■ PROBLEM DETAILS: Return every line of the records below that contains the string "soil". Case counts.

Stored data entries
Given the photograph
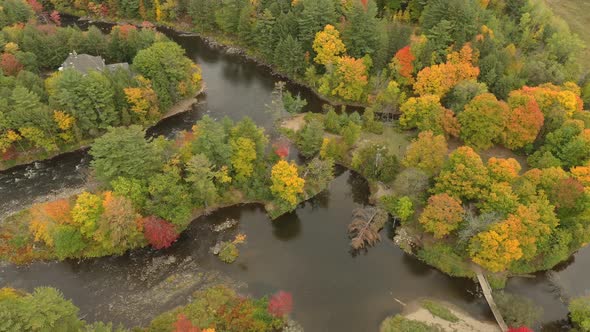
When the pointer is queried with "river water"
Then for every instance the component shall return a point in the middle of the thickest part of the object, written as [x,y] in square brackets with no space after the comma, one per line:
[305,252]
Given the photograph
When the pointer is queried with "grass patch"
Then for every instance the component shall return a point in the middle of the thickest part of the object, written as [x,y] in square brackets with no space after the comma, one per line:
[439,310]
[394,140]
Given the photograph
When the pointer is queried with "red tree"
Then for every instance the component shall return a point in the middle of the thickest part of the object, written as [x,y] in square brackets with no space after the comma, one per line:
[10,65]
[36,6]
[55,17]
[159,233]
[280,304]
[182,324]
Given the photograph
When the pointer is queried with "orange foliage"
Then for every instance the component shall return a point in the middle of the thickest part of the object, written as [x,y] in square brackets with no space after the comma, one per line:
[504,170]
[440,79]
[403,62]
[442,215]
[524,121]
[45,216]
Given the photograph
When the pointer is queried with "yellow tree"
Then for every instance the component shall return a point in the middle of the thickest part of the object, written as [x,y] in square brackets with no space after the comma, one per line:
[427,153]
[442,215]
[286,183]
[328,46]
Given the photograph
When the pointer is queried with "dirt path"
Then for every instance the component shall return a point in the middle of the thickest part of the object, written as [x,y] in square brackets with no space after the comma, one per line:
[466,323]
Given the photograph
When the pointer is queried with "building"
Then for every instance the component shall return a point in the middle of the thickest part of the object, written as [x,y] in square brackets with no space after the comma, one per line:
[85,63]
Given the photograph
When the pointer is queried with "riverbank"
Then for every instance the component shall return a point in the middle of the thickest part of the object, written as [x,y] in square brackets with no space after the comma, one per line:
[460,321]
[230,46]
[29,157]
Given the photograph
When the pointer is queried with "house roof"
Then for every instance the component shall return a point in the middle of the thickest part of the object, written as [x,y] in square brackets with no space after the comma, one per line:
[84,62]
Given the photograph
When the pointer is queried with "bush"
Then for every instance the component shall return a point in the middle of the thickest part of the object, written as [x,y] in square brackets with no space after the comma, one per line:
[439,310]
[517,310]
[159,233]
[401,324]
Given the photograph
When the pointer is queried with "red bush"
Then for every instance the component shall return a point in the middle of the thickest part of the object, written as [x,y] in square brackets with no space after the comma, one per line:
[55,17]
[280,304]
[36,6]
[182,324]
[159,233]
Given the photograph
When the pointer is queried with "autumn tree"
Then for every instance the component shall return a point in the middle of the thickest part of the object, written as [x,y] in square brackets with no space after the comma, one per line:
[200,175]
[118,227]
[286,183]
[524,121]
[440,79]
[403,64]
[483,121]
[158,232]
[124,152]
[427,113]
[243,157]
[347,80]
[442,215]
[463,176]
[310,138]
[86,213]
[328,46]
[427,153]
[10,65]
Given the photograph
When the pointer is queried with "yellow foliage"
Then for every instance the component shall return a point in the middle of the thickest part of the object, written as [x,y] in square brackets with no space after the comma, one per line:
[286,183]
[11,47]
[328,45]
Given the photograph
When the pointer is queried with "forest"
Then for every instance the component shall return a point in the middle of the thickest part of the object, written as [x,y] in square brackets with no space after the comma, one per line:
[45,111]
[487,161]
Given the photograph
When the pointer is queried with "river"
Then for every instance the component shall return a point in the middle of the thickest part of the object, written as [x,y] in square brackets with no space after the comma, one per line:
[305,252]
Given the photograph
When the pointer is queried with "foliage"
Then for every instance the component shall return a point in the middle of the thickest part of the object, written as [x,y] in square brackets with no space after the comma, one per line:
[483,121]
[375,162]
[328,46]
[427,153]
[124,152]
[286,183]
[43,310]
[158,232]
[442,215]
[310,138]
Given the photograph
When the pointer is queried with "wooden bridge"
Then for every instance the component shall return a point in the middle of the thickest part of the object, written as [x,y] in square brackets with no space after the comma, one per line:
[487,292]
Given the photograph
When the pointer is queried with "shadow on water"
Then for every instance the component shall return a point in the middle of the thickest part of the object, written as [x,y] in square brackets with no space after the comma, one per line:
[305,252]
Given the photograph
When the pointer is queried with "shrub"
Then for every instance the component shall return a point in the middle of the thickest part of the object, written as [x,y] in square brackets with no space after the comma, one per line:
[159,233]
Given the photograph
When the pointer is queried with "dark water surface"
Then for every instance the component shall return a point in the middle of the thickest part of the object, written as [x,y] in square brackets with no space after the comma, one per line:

---

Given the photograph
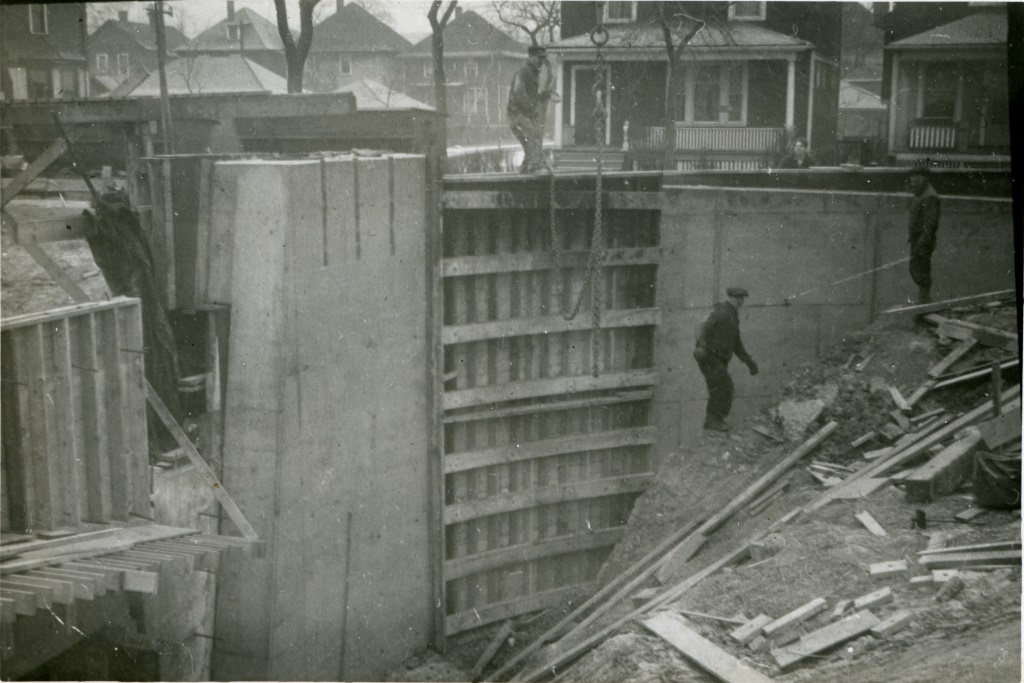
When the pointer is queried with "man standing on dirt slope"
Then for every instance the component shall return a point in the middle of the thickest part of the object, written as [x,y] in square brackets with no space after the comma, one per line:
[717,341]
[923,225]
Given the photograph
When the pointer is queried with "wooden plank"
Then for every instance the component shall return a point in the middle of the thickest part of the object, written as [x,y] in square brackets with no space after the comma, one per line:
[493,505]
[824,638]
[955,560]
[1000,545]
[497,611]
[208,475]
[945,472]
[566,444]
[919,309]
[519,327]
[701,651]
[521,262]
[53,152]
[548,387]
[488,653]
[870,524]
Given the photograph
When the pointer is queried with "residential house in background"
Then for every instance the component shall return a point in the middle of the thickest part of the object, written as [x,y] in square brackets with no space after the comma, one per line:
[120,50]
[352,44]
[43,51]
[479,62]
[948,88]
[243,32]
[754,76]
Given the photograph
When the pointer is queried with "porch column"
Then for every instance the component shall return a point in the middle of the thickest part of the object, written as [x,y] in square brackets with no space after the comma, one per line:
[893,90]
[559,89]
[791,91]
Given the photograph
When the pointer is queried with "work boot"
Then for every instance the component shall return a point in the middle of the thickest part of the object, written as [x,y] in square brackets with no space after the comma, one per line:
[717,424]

---

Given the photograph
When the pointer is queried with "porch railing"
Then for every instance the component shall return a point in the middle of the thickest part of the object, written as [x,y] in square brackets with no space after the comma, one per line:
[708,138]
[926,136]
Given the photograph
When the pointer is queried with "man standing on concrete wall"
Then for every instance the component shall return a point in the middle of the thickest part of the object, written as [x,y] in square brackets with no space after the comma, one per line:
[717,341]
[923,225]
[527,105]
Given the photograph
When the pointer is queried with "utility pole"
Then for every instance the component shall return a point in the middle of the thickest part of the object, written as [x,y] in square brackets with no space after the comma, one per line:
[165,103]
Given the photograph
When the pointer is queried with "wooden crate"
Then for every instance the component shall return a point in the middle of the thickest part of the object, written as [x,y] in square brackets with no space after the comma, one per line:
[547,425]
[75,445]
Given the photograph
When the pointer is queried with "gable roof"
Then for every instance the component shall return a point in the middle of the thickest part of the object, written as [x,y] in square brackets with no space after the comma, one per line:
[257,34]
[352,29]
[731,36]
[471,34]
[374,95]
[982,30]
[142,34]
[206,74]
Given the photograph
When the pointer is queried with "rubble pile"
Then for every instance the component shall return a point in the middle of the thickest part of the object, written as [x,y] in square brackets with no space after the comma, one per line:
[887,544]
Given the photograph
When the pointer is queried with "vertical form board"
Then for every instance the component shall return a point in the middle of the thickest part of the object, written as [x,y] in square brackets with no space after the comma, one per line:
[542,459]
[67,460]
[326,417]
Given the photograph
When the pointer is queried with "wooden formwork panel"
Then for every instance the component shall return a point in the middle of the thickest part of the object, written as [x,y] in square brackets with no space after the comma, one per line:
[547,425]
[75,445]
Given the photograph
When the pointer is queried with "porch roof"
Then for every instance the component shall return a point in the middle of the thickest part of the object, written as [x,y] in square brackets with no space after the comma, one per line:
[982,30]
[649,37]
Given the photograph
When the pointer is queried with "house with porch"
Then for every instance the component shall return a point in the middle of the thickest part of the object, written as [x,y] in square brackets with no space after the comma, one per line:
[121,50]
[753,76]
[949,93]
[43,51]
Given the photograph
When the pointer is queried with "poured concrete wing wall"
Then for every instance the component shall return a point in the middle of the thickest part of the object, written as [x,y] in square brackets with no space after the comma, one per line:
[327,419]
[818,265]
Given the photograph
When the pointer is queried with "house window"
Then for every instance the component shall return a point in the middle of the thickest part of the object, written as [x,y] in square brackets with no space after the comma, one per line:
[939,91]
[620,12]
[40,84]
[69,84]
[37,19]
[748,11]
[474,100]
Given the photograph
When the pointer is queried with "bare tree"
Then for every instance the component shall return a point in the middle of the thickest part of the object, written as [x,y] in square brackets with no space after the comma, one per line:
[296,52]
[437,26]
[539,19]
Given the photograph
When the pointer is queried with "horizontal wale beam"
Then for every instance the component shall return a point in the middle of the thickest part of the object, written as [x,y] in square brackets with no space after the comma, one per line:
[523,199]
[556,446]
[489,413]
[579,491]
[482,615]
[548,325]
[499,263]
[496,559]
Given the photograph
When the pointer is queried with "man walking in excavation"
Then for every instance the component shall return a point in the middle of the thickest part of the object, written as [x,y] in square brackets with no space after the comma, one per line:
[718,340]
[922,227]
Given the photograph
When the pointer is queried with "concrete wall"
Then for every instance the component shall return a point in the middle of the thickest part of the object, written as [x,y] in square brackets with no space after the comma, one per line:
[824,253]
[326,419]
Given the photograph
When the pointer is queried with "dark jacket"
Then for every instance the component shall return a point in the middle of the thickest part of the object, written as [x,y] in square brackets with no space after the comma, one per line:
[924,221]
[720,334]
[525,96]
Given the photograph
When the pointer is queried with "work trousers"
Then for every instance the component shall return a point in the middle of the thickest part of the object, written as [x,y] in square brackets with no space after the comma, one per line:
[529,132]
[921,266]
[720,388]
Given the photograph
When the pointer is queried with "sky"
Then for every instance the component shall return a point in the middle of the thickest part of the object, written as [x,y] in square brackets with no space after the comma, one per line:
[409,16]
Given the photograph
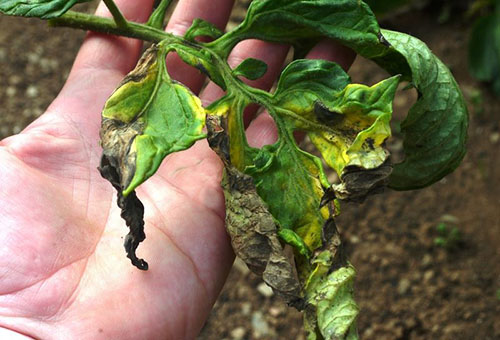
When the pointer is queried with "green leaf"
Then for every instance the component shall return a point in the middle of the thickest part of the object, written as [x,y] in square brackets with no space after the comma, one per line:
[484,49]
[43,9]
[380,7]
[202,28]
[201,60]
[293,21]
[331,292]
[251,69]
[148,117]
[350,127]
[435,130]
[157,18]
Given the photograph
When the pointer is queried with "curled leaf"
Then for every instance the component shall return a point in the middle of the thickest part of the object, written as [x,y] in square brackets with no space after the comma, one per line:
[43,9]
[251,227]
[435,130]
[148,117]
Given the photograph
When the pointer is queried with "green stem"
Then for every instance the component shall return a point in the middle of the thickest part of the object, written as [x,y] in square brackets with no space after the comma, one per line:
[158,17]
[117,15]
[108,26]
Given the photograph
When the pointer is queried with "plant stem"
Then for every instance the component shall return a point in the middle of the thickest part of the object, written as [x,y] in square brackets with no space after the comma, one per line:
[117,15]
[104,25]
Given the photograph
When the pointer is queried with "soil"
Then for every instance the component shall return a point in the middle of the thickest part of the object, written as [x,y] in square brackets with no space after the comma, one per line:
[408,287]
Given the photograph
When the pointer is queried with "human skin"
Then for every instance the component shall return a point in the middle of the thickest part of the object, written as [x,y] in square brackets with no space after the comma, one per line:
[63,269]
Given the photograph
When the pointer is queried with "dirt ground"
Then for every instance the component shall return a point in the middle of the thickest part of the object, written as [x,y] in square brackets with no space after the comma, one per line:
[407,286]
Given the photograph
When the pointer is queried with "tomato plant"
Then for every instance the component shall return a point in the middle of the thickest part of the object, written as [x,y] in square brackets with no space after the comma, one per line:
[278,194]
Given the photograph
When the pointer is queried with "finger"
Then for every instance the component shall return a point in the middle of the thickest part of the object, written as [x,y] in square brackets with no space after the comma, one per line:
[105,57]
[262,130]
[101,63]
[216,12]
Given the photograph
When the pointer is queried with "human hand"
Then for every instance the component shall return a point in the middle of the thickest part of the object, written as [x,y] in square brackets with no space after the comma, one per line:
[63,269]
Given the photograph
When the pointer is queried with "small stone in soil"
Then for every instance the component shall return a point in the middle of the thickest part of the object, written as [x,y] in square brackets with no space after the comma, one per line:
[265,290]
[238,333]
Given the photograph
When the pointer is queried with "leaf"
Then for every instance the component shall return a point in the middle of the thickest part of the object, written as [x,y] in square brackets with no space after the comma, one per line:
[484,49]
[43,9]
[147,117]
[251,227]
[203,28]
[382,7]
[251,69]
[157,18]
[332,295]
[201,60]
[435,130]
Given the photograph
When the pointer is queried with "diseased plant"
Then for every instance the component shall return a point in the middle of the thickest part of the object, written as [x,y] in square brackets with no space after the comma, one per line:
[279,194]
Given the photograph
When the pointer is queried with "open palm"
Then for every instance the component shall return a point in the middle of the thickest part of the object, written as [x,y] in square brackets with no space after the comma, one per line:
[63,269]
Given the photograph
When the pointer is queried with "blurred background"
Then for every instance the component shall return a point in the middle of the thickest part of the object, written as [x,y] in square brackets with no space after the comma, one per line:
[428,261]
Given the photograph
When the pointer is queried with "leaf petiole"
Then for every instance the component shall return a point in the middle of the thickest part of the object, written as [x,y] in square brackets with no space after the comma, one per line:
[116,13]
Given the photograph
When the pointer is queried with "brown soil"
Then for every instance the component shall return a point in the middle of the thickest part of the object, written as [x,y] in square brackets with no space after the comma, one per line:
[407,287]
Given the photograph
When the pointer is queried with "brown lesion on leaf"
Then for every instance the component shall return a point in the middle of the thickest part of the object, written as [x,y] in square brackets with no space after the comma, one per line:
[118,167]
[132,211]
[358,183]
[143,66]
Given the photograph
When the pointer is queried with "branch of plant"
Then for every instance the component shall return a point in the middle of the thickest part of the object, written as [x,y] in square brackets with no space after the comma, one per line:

■ EXPECTED OUTPUT:
When the pointer is queried with "soil"
When the pointer is queried with "small stone in soil"
When the pointer is queried with "brown soil"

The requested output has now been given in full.